- _Testo del documento_
I funerali di Pio La Torre e Rosario Di Salvo
Oggi, un anno dopo l’assassinio di La Torre, è necessaria una riflessione su avvenimenti destinati ad incidere non solo sull’avvenire della Sicilia ma sulla stessa vita nazionale.
Anzitutto, dobbiamo ricordare che ancora non è stata fatta luce sui delitti politici siciliani. In queste settimane si stanno svolgendo a Roma, Milano e Torino alcuni grandi processi che richiamano alla memoria gli anni del terrorismo e della violenza. Contemporaneamente si svolgono dibattiti e confronti sugli «anni di piombo» e sul modo per uscire da questa fase. I responsabili degli omicidi politici sono stati individuati. Non è stata fatta luce sulle stragi di Piazza Fontana o di Brescia o di Bologna perché in questi casi il terrorismo nero s’è intrecciato più strettamente con apparati dello Stato. Nulla, dico nulla, si sa sugli omicidi siciliani. Chi ha ucciso Mattarella, Costa, Terranova, La Torre, Dalla Chiesa?
Leggete, nella pagina dedicata a La Torre, il servizio di Sergio Sergi il quale ba interrogato in questi giorni a Palermo alcuni magistrati II quadro è semplicemente agghiacciante. I magistrati dicono a tutte lettere che ci si trova davanti a delitti politici, ma non possono, non riescono a varcare la soglia della verità. È questo il primo punto che vogliamo fare emergere ad un anno di distanza dall’assassinio di La Torre. Nell’anno di grazia 1983, dopo circa quarant’anni di potere dc, dopo vent'anni di centrosinistra e dopo quattro anni di chiacchiere sulla «governabilità», non è possibile fare luce sui delitti politici di matrice mafiosa. Questa è la realtà. Si possono fare mille discorsi sullo Stato, sulla «nuova» DC, sulla «modernità» dei governanti, sulla «cultura di governo» di costoro i quali son sempre pronti a dare lezioni a manca ed a dritta. Una cosa, però, è certa: questo Stato, questa «cultura di governo», questa «modernità» della «nuova» DC, questa coalizione quadri o pentapartita che si vorrebbe eternare, non hanno cambiato di una sola virgola le vecchie regole del giuoco mafioso. Lo Stato resta permeabile agli interessi che stanno dietro ai delitti mentre è sempre impermeabile nei confronti delle forze che si identificano con le vittime.

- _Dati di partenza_
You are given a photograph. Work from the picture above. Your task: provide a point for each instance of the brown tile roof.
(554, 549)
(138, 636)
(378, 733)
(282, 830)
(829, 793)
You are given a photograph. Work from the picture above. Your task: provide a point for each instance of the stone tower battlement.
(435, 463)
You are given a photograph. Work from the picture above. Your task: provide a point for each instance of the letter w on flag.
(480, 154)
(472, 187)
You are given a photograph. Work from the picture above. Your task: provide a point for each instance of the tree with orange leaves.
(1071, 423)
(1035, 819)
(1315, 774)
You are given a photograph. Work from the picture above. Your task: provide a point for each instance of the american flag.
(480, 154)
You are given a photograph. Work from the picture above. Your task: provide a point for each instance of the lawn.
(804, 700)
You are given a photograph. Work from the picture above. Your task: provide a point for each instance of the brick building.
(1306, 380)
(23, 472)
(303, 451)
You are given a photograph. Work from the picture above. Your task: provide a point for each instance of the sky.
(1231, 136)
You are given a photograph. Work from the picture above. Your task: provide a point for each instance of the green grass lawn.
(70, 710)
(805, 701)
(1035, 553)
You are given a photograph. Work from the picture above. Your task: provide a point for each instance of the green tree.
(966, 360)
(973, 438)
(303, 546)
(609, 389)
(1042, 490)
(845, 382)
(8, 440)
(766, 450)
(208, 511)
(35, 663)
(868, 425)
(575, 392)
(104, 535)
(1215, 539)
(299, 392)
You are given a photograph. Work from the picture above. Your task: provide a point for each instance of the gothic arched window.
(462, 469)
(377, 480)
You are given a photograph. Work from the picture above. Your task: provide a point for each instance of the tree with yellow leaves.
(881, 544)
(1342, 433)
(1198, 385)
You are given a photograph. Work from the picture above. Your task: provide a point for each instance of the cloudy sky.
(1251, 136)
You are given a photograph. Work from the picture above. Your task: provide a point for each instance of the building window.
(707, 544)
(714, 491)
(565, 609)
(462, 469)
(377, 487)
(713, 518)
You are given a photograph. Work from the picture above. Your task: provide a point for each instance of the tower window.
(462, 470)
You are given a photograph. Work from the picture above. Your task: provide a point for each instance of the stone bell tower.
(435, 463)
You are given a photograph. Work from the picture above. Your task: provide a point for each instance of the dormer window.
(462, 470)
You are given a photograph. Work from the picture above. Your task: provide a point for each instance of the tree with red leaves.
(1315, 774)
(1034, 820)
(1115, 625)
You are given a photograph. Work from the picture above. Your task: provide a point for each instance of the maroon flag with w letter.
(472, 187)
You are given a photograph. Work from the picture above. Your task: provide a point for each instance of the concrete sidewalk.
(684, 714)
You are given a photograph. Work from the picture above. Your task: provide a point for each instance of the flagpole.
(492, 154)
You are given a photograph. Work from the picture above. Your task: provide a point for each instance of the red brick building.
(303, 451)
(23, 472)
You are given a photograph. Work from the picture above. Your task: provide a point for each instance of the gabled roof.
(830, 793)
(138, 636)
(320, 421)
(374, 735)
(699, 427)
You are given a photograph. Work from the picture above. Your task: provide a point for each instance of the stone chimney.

- _Requisiti del compito_
Prosegui il testo sull'anniversario dell'assassinio di Pio La Torre a partire dalla sua ultima frase. I record provengono da un'altra fonte.

- _Risultato atteso_
I gesti che in questi giorni sono stati indirizzati contro il Cardinale Pappalardo all’interno del carcere di Palermo costituiscono un grave segnale. Rivelano qual è il potere reale dei grandi della mafia, e quale influenza costoro esercitano non solo dentro la cinta dell’Ucciardone ma nella vita stessa della città. La parola d'ordine è «lasciateci in pace». La Torre o Dalla Chiesa, Costa o Terranova non li lasciavano vivere in pace, turbavano la loro tranquillità. Lo stesso Mattarella aveva rotto le regole all’interno del potere e questo non poteva essere tollerato. Oggi c’è anche il Cardinale che con le sue prediche turba la «tranquillità», la «normalizzazione» che si va realizzando a suon di lupara. È stato dato un avvertimento, e non solo a lui. Ma c’è un’altra riflessione da fare oggi e che è strettamente correlata alla prima. Mi riferisco alla campagna di alcuni organi di stampa per la scheda bianca nelle prossime elezioni. Leggendo certe filippiche che si concludono con l’approdo astensionista, pensavo proprio a La Torre ed agli altri che come lui hanno dato la vita per rinnovare lo Stato. Ebbene, pensate se La Torre e Costa, Terranova e Dalla Chiesa avessero impugnato bandiera bianca, se si fossero defilati, se si fossero astenuti e se, lavandosene le mani, si fossero limitati alla protesta della scheda bianca di fronte ad uno Stato che si presenta col volto dell’impotenza o della complicità. Se questi uomini avessero usato la scheda bianca, la «normalizzazione» sarebbe già un fatto compiuto: da Comiso a Palermo, a Napoli, a Roma, a Milano. Ed invece La Torre ed altri seppero scegliere, seppero dire i loro «no» ed i loro «sì»; seppero scegliere la trincea di un impegno civile e democratico e dare l’esempio più alto nella lotta politica. Sì, la scelta di questi uomini è stata la politica. Contro i mercanti del potere e del sottogoverno non servono la diserzione e la scheda bianca che consolidano il loro dominio. Occorre scegliere e fare politica, non rassegnarsi, lottare e votare per fare avanzare le idee di La Torre, per isolare e colpire, finalmente, i suoi assassini e cambiare la società che li genera.